Town in Somerset, England

Chard is a town and a civil parish in the English county of Somerset. It lies on the A30 road near the Devon and Dorset borders, 15 mi south west of Yeovil. The parish has a population of approximately 14,000 and, at an elevation of 121 m, Chard is the southernmost and one of the highest towns in Somerset.

The name of the town was Cerden in 1065 and Cerdre in the Domesday Book of 1086. After the Norman Conquest, Chard was held by the Bishop of Wells. The town's first charter was from King John in 1234. Most of the town was destroyed by fire in 1577, and it was further damaged during the English Civil War. A 1663 will by Richard Harvey of Exeter established Almshouses known as Harvey's Hospital. In 1685 during the Monmouth Rebellion, the pretender Duke of Monmouth was proclaimed King in the Town prior to his defeat on Sedgemoor. Chard subsequently witnessed the execution and traitor's death of 12 condemned rebels, who, tried by Judge Jeffreys, were hanged near the present Tesco roundabout. The Chard Canal was a tub boat canal built between 1835 and 1842. Chard Branch Line was created in 1860 to connect the two London and South Western Railway and Bristol and Exeter Railway main lines and ran through Chard until 1965.

____

■ Task item ■
Edit the Chard text starting with "Town in Somerset, England" and going on through "towns in Somerset.", putting "district" wherever "parish" appears.

____

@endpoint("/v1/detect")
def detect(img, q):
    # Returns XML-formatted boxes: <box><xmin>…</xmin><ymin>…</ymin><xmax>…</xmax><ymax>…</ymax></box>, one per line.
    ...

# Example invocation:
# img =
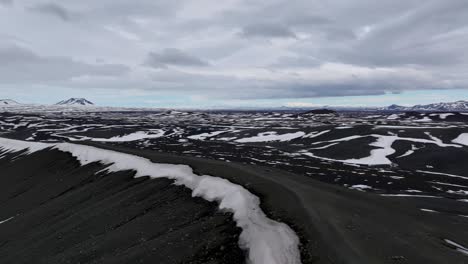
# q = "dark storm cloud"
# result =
<box><xmin>144</xmin><ymin>48</ymin><xmax>208</xmax><ymax>68</ymax></box>
<box><xmin>0</xmin><ymin>46</ymin><xmax>129</xmax><ymax>83</ymax></box>
<box><xmin>28</xmin><ymin>3</ymin><xmax>72</xmax><ymax>21</ymax></box>
<box><xmin>0</xmin><ymin>0</ymin><xmax>468</xmax><ymax>102</ymax></box>
<box><xmin>241</xmin><ymin>23</ymin><xmax>296</xmax><ymax>38</ymax></box>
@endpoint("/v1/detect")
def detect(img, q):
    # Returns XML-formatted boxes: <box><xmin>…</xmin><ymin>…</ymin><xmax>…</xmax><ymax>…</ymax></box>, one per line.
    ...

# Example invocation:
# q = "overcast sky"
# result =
<box><xmin>0</xmin><ymin>0</ymin><xmax>468</xmax><ymax>107</ymax></box>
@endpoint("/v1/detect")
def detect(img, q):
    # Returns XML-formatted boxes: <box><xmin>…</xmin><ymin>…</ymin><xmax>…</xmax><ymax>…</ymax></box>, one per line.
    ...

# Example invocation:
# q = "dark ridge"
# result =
<box><xmin>299</xmin><ymin>109</ymin><xmax>338</xmax><ymax>116</ymax></box>
<box><xmin>0</xmin><ymin>150</ymin><xmax>245</xmax><ymax>264</ymax></box>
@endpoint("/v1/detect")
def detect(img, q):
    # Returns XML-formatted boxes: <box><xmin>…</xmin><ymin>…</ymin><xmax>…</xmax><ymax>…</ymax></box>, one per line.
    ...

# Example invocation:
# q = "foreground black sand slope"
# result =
<box><xmin>0</xmin><ymin>138</ymin><xmax>468</xmax><ymax>264</ymax></box>
<box><xmin>82</xmin><ymin>143</ymin><xmax>468</xmax><ymax>264</ymax></box>
<box><xmin>0</xmin><ymin>147</ymin><xmax>245</xmax><ymax>263</ymax></box>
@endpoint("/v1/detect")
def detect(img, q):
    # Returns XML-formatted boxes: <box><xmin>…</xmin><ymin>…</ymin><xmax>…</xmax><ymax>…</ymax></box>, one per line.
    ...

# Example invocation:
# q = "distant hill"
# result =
<box><xmin>0</xmin><ymin>99</ymin><xmax>20</xmax><ymax>106</ymax></box>
<box><xmin>299</xmin><ymin>109</ymin><xmax>338</xmax><ymax>117</ymax></box>
<box><xmin>383</xmin><ymin>100</ymin><xmax>468</xmax><ymax>112</ymax></box>
<box><xmin>55</xmin><ymin>98</ymin><xmax>94</xmax><ymax>106</ymax></box>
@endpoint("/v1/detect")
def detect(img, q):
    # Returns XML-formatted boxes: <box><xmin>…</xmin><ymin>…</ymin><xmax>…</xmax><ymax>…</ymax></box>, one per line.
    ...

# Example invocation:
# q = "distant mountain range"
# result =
<box><xmin>0</xmin><ymin>99</ymin><xmax>20</xmax><ymax>106</ymax></box>
<box><xmin>55</xmin><ymin>98</ymin><xmax>94</xmax><ymax>106</ymax></box>
<box><xmin>382</xmin><ymin>101</ymin><xmax>468</xmax><ymax>112</ymax></box>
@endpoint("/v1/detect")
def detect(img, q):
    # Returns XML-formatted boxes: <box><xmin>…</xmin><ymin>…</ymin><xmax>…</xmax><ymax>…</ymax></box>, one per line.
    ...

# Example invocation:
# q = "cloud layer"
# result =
<box><xmin>0</xmin><ymin>0</ymin><xmax>468</xmax><ymax>105</ymax></box>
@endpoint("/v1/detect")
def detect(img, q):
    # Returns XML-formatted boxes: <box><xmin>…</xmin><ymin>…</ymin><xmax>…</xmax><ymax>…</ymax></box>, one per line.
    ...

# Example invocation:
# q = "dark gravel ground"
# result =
<box><xmin>0</xmin><ymin>150</ymin><xmax>245</xmax><ymax>264</ymax></box>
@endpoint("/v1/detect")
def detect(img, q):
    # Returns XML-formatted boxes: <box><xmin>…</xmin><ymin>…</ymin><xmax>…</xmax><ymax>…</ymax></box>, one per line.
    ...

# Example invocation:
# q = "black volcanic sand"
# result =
<box><xmin>77</xmin><ymin>143</ymin><xmax>468</xmax><ymax>264</ymax></box>
<box><xmin>0</xmin><ymin>150</ymin><xmax>245</xmax><ymax>264</ymax></box>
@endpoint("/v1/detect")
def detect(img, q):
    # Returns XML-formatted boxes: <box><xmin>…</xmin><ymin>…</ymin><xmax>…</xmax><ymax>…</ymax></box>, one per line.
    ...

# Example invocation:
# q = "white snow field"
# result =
<box><xmin>236</xmin><ymin>131</ymin><xmax>305</xmax><ymax>143</ymax></box>
<box><xmin>76</xmin><ymin>129</ymin><xmax>164</xmax><ymax>142</ymax></box>
<box><xmin>0</xmin><ymin>138</ymin><xmax>301</xmax><ymax>264</ymax></box>
<box><xmin>301</xmin><ymin>134</ymin><xmax>461</xmax><ymax>165</ymax></box>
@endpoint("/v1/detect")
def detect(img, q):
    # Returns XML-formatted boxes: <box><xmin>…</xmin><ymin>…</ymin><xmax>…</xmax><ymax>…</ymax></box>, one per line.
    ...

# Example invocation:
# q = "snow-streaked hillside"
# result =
<box><xmin>56</xmin><ymin>98</ymin><xmax>94</xmax><ymax>106</ymax></box>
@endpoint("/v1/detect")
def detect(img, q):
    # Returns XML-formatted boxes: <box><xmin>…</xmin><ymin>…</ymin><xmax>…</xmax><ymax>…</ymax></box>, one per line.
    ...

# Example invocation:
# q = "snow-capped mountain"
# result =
<box><xmin>384</xmin><ymin>100</ymin><xmax>468</xmax><ymax>112</ymax></box>
<box><xmin>55</xmin><ymin>98</ymin><xmax>94</xmax><ymax>106</ymax></box>
<box><xmin>0</xmin><ymin>99</ymin><xmax>20</xmax><ymax>106</ymax></box>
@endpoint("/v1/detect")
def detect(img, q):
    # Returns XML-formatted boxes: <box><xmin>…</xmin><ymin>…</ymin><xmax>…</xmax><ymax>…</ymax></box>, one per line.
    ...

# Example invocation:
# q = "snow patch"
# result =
<box><xmin>0</xmin><ymin>138</ymin><xmax>301</xmax><ymax>264</ymax></box>
<box><xmin>236</xmin><ymin>131</ymin><xmax>305</xmax><ymax>143</ymax></box>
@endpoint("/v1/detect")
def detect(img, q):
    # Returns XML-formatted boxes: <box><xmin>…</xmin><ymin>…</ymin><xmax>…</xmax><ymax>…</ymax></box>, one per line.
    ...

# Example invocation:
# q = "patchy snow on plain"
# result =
<box><xmin>80</xmin><ymin>129</ymin><xmax>164</xmax><ymax>142</ymax></box>
<box><xmin>236</xmin><ymin>131</ymin><xmax>305</xmax><ymax>143</ymax></box>
<box><xmin>187</xmin><ymin>131</ymin><xmax>227</xmax><ymax>140</ymax></box>
<box><xmin>0</xmin><ymin>138</ymin><xmax>301</xmax><ymax>264</ymax></box>
<box><xmin>302</xmin><ymin>130</ymin><xmax>330</xmax><ymax>138</ymax></box>
<box><xmin>302</xmin><ymin>134</ymin><xmax>461</xmax><ymax>166</ymax></box>
<box><xmin>452</xmin><ymin>133</ymin><xmax>468</xmax><ymax>146</ymax></box>
<box><xmin>444</xmin><ymin>239</ymin><xmax>468</xmax><ymax>256</ymax></box>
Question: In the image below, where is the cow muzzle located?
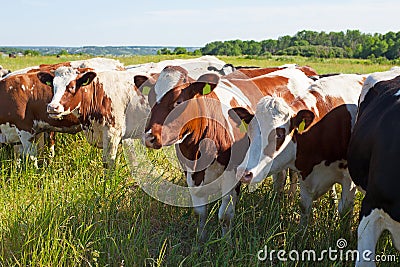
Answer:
[47,103,64,118]
[237,169,254,184]
[143,132,162,149]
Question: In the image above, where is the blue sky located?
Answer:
[0,0,400,46]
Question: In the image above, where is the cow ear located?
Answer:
[37,71,54,86]
[191,73,219,95]
[228,107,254,124]
[291,109,315,133]
[133,75,149,88]
[134,75,155,95]
[76,71,97,89]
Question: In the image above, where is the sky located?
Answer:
[0,0,400,47]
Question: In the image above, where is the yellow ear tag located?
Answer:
[298,119,306,133]
[82,78,89,86]
[203,83,211,95]
[142,86,150,95]
[239,120,249,133]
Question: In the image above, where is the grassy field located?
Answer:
[0,56,399,266]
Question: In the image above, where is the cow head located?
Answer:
[37,67,96,119]
[134,73,159,107]
[143,66,219,149]
[234,96,314,183]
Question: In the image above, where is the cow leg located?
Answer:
[218,170,238,238]
[44,132,56,158]
[272,169,287,195]
[218,189,238,239]
[18,130,38,168]
[186,172,208,242]
[338,174,357,217]
[192,203,207,242]
[300,179,313,227]
[103,128,121,170]
[289,169,299,200]
[356,209,384,266]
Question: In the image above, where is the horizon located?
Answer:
[0,0,400,47]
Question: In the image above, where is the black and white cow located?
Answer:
[348,68,400,266]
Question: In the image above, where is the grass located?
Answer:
[0,56,399,266]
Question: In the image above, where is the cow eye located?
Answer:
[174,99,182,108]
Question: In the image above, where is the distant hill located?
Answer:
[0,46,199,56]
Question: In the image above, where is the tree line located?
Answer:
[200,30,400,60]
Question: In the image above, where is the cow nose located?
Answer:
[47,103,64,113]
[143,133,157,148]
[240,170,253,184]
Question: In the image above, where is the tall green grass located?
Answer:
[0,57,399,266]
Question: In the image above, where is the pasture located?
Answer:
[0,56,399,266]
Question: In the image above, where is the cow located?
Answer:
[0,72,80,164]
[143,66,313,241]
[0,65,11,79]
[39,67,150,169]
[43,56,231,168]
[234,74,366,226]
[348,68,400,266]
[0,58,123,164]
[125,56,234,106]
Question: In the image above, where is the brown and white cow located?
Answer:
[0,72,80,163]
[0,58,124,163]
[0,65,11,79]
[126,56,234,106]
[235,74,366,225]
[41,56,230,170]
[143,66,312,240]
[41,67,150,170]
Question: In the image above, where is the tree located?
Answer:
[157,47,172,55]
[174,47,187,55]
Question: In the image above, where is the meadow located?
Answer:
[0,56,399,266]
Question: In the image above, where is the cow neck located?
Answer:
[179,93,233,164]
[79,80,115,127]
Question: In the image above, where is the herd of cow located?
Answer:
[0,56,400,266]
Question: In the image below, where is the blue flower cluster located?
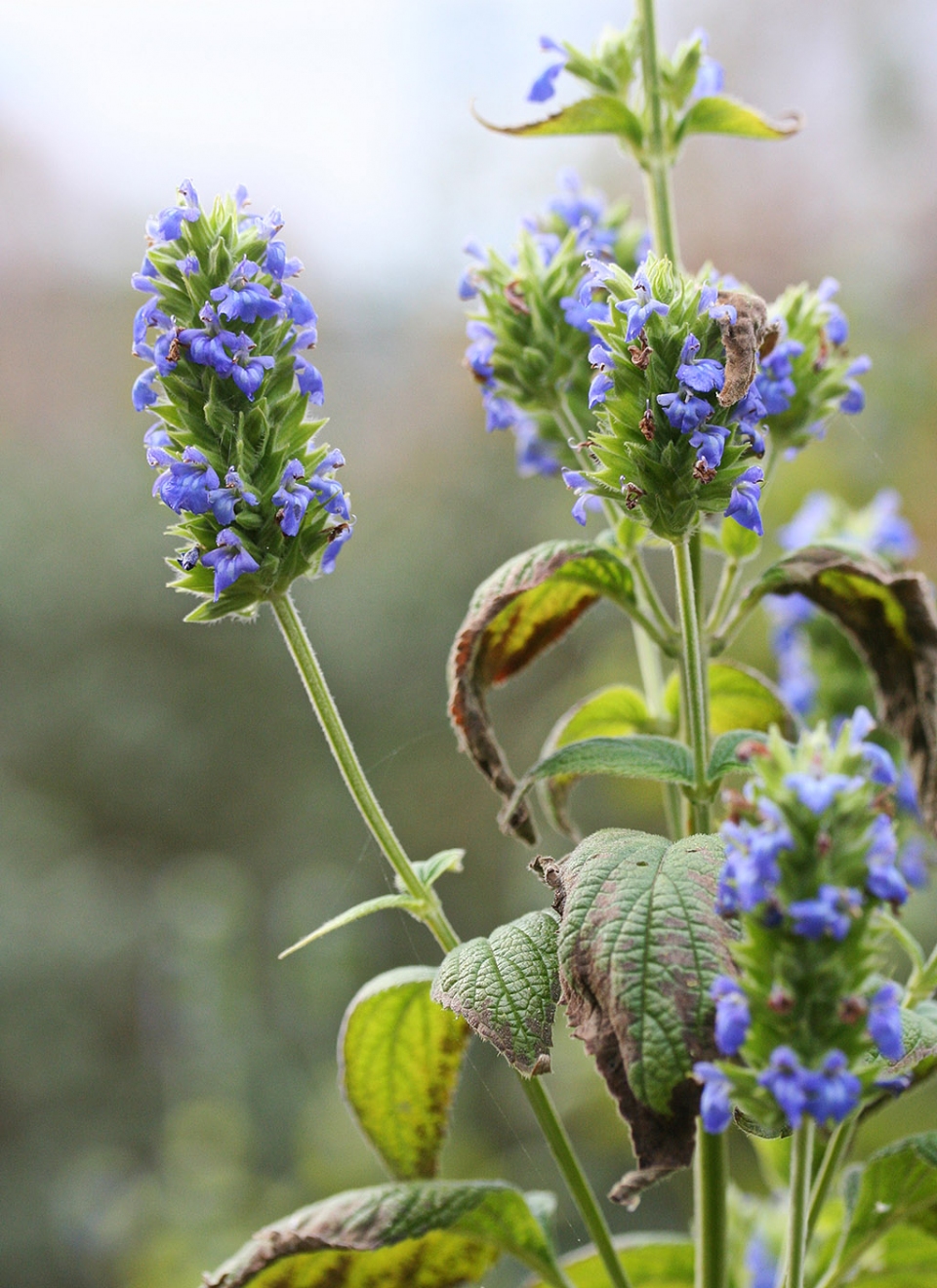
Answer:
[459,170,640,476]
[695,708,925,1132]
[132,181,353,620]
[764,488,917,717]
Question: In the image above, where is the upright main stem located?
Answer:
[270,594,631,1288]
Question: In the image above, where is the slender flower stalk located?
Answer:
[270,592,631,1288]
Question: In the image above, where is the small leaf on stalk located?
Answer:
[499,733,693,830]
[447,541,634,845]
[707,729,767,784]
[524,1232,693,1288]
[338,966,470,1181]
[474,94,644,148]
[540,684,653,841]
[743,546,937,826]
[280,894,424,961]
[431,909,559,1075]
[202,1181,566,1288]
[675,94,803,143]
[532,828,733,1206]
[664,664,792,737]
[836,1131,937,1275]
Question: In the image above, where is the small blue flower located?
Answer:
[202,528,261,603]
[788,885,862,943]
[757,1046,817,1127]
[784,766,865,814]
[723,465,764,537]
[676,333,725,394]
[709,975,752,1055]
[839,354,873,416]
[615,265,671,343]
[527,36,570,103]
[807,1050,862,1126]
[209,258,284,322]
[562,468,602,527]
[693,1060,732,1136]
[866,983,905,1060]
[293,357,325,407]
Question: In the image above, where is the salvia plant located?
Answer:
[133,10,937,1288]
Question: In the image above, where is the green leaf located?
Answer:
[707,729,765,784]
[395,850,466,890]
[204,1181,564,1288]
[534,828,733,1204]
[499,733,693,825]
[664,664,790,737]
[836,1131,937,1277]
[675,94,803,143]
[740,546,937,826]
[431,910,559,1075]
[540,684,652,840]
[475,94,644,148]
[449,541,634,845]
[280,894,426,961]
[849,1225,937,1288]
[338,966,470,1181]
[524,1232,693,1288]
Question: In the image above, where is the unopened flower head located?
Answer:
[695,707,922,1131]
[133,182,353,621]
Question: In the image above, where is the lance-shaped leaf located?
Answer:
[534,828,733,1206]
[431,909,559,1075]
[675,94,803,143]
[449,541,634,845]
[741,546,937,826]
[540,684,653,841]
[338,966,470,1180]
[835,1131,937,1277]
[524,1232,693,1288]
[474,94,644,148]
[202,1181,564,1288]
[664,664,792,737]
[499,733,693,830]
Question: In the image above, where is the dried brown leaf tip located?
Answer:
[716,291,780,407]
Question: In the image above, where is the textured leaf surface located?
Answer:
[676,94,803,141]
[747,546,937,826]
[339,966,470,1180]
[204,1181,562,1288]
[433,909,559,1074]
[540,685,657,840]
[524,1234,693,1288]
[449,541,634,845]
[535,828,733,1204]
[839,1131,937,1272]
[478,94,644,148]
[664,664,792,737]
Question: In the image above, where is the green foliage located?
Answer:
[447,541,635,844]
[535,828,732,1202]
[526,1234,693,1288]
[338,966,470,1181]
[204,1181,564,1288]
[431,910,559,1075]
[540,684,653,840]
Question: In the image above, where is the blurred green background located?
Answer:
[0,0,937,1288]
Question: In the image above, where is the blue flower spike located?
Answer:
[132,181,353,621]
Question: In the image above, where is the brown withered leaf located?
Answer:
[447,541,634,845]
[532,828,735,1207]
[747,546,937,826]
[716,291,779,407]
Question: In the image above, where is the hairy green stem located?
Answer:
[781,1118,813,1288]
[638,0,680,266]
[270,592,631,1288]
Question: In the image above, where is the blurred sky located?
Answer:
[0,0,937,307]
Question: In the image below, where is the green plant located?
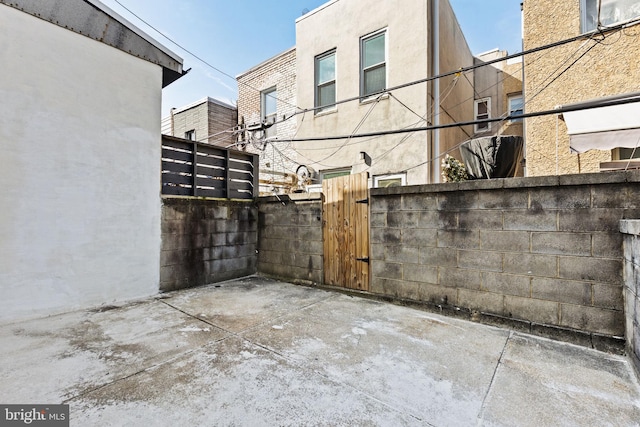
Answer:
[442,154,469,182]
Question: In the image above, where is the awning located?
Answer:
[559,93,640,153]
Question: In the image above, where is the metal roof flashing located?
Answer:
[0,0,186,87]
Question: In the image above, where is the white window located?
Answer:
[315,49,336,113]
[473,98,491,133]
[509,94,524,123]
[373,173,407,188]
[360,30,387,98]
[580,0,640,33]
[260,87,278,138]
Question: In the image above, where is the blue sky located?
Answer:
[102,0,521,116]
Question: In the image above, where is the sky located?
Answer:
[102,0,522,117]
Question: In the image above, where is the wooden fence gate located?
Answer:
[322,172,369,291]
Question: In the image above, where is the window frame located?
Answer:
[313,48,338,114]
[507,93,524,123]
[473,98,491,133]
[373,173,407,188]
[260,86,278,138]
[360,28,389,102]
[580,0,640,34]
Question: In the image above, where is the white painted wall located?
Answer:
[0,5,162,323]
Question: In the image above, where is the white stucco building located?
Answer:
[0,0,183,322]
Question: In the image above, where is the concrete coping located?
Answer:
[620,219,640,236]
[259,193,322,203]
[371,170,640,196]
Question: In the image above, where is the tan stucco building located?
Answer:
[523,0,640,176]
[237,0,522,186]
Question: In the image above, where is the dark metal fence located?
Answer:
[162,135,258,199]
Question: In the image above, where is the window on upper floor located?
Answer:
[260,87,278,138]
[580,0,640,33]
[373,173,407,188]
[360,30,387,98]
[473,98,491,133]
[315,49,336,114]
[509,93,524,123]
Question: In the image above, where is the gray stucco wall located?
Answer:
[160,198,258,291]
[620,220,640,378]
[258,194,323,284]
[371,172,640,350]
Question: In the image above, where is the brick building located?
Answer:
[237,48,302,194]
[237,0,522,191]
[523,0,640,176]
[162,98,238,147]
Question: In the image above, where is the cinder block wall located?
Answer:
[258,194,323,284]
[371,172,640,350]
[620,220,640,377]
[160,198,258,291]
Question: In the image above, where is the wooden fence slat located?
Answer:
[197,154,226,168]
[198,188,227,199]
[162,135,193,152]
[162,148,193,163]
[162,185,193,196]
[197,165,225,178]
[162,161,193,174]
[322,173,369,290]
[162,173,193,185]
[161,135,259,199]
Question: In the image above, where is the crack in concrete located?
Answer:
[476,331,514,426]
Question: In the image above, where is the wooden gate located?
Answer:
[322,172,369,291]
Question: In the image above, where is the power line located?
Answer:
[282,21,633,118]
[287,93,640,142]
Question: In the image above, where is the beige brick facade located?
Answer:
[162,98,238,147]
[237,48,302,194]
[523,0,640,176]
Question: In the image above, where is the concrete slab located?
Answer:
[69,337,424,426]
[0,278,640,426]
[481,334,640,427]
[0,300,226,404]
[243,295,509,426]
[163,277,336,333]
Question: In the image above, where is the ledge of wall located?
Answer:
[364,171,640,352]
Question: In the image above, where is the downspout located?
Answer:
[431,0,441,184]
[520,1,528,176]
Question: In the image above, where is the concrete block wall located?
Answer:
[160,198,258,291]
[258,194,323,284]
[371,172,640,350]
[620,220,640,378]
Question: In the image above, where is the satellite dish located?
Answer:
[296,165,315,184]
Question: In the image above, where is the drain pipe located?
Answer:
[431,0,441,184]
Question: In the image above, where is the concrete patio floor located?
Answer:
[0,277,640,427]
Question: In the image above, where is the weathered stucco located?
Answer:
[0,5,162,322]
[296,0,473,184]
[523,0,640,176]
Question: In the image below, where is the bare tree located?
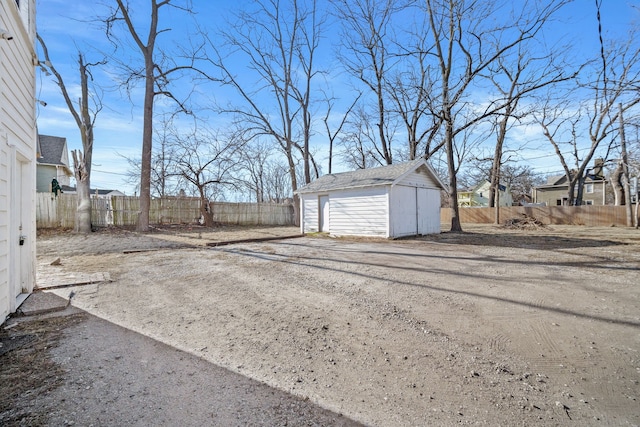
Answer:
[37,35,106,234]
[104,0,201,231]
[322,93,362,174]
[209,0,324,224]
[486,34,577,224]
[424,0,568,232]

____

■ Solution for this problem ■
Town in Somerset, England

Chard is a town and a civil district in the English county of Somerset. It lies on the A30 road near the Devon and Dorset borders, 15 mi south west of Yeovil. The district has a population of approximately 14,000 and, at an elevation of 121 m, Chard is the southernmost and one of the highest towns in Somerset.